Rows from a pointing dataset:
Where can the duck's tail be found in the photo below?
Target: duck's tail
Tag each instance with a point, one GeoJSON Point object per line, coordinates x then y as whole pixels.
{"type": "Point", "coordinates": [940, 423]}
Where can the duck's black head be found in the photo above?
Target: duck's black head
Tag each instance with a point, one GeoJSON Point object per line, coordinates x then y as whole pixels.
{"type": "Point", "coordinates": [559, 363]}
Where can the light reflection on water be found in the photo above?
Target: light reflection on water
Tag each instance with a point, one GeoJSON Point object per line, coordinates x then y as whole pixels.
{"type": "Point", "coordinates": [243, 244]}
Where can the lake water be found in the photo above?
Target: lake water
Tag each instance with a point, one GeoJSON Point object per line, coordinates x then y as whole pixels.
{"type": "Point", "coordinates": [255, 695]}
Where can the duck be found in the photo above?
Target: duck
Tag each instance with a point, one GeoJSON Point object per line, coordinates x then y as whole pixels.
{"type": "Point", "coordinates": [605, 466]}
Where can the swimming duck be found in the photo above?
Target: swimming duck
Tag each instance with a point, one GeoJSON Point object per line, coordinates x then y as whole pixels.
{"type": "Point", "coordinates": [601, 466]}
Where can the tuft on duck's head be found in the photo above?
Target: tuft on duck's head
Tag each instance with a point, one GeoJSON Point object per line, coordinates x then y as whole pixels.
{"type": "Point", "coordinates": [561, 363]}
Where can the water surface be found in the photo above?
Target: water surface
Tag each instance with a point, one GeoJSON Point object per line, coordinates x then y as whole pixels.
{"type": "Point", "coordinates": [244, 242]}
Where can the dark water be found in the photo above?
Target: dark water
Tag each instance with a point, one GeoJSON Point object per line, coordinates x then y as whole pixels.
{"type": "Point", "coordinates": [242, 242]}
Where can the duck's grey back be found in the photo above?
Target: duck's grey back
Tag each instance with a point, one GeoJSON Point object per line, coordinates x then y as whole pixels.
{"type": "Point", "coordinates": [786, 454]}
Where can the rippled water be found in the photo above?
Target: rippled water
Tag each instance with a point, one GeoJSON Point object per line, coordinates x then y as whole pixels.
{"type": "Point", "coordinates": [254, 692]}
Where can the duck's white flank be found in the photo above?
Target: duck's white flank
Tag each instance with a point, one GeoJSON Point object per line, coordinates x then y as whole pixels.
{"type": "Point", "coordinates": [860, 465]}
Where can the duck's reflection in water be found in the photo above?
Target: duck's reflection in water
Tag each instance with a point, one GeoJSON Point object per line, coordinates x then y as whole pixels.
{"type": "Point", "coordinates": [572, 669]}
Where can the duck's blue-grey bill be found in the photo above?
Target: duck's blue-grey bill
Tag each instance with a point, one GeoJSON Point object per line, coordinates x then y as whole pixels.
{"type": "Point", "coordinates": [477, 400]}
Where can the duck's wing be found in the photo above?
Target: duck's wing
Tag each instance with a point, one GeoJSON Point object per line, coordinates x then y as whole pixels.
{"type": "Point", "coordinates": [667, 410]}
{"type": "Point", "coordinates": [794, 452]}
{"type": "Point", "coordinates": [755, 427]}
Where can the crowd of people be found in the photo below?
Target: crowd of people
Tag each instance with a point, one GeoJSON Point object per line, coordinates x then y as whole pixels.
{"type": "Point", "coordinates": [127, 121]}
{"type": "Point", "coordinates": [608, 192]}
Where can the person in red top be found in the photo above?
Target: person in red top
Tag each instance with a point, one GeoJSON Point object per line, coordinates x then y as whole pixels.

> **WHAT IS REQUIRED**:
Restate every line of the data word for word.

> **OUTPUT BELOW**:
Where can the duck's tail be found in the photo below?
Target: duck's tail
Tag each instance with a point, one GeoJSON Point object per line, coordinates x then y as whole pixels.
{"type": "Point", "coordinates": [940, 423]}
Where can the duck's black head be found in the photo above?
Target: duck's black head
Tag each instance with a point, one GeoJSON Point object per line, coordinates x then y as whole pixels.
{"type": "Point", "coordinates": [559, 363]}
Where can the light reflection on water be found in the photo above?
Target: light reflection on water
Tag each instance with a point, one GeoJSON Point object per line, coordinates x then y as whole pixels.
{"type": "Point", "coordinates": [243, 244]}
Where can the lake water be found in the photo above?
Target: lake water
Tag each instance with a point, one GeoJSON Point object per line, coordinates x then y as whole pixels.
{"type": "Point", "coordinates": [255, 695]}
Where can the duck be found in the photo above?
Target: duck
Tag each instance with a point, one GeoJSON Point object per line, coordinates x then y as whole pixels.
{"type": "Point", "coordinates": [605, 466]}
Where can the swimming duck be found in the photo above?
Target: swimming duck
Tag each instance with a point, one GeoJSON Point object per line, coordinates x then y as whole pixels.
{"type": "Point", "coordinates": [601, 466]}
Where can the tuft on duck's head be found in the photo above?
Target: tuft on duck's head
Tag each instance with a point, one GeoJSON Point object per line, coordinates x then y as whole pixels.
{"type": "Point", "coordinates": [561, 363]}
Where can the water surface be found in the photo above?
Target: water surface
Tag each instance with a point, one GeoJSON Point object per line, coordinates x then y as whole pixels.
{"type": "Point", "coordinates": [244, 242]}
Where can the dark water be found in the photo above?
Target: dark water
Tag each instance with a point, one GeoJSON Point object per line, coordinates x then y as whole pixels.
{"type": "Point", "coordinates": [242, 242]}
Where can the duck's grey back be found in the photo above?
Target: duck's grey back
Tag each instance with a point, one GeoJSON Point object per line, coordinates x then y as whole pixels.
{"type": "Point", "coordinates": [786, 454]}
Where can the rippled water be found in the photo above?
Target: rippled water
Tag each instance with a point, one GeoJSON Point object per line, coordinates x then y as whole pixels.
{"type": "Point", "coordinates": [254, 692]}
Where can the duck's white flank be found in the photo above?
Target: duck's white flank
Tag each instance with a point, one GeoJSON Point object per line, coordinates x then y as whole pixels.
{"type": "Point", "coordinates": [860, 465]}
Where can the duck's reflection in water be found in the photo above?
Target: duck's reflection in water
Tag each instance with a point, one GeoJSON Point object per line, coordinates x then y as whole pixels.
{"type": "Point", "coordinates": [572, 669]}
Where can the duck's blue-grey bill be found in the photo above?
Target: duck's blue-grey bill
Tag each instance with a point, one GeoJSON Point object per line, coordinates x then y as whole pixels.
{"type": "Point", "coordinates": [477, 400]}
Where can the duck's wing be found in the photo above?
Target: duck's wing
Tag each instance with a point, one GeoJSON Point object per line, coordinates x then y as whole pixels.
{"type": "Point", "coordinates": [667, 410]}
{"type": "Point", "coordinates": [794, 452]}
{"type": "Point", "coordinates": [755, 427]}
Where can the crowd of people be found in the photo below?
Target: crowd of people
Tag each instance with a point, one GeoJSON Point object per line, coordinates x then y as whole pixels.
{"type": "Point", "coordinates": [127, 121]}
{"type": "Point", "coordinates": [608, 192]}
Where can the person in red top be found in the photo above?
Target: person in red top
Tag each instance with a point, one GeoJSON Point object per line, coordinates x then y as whole pixels.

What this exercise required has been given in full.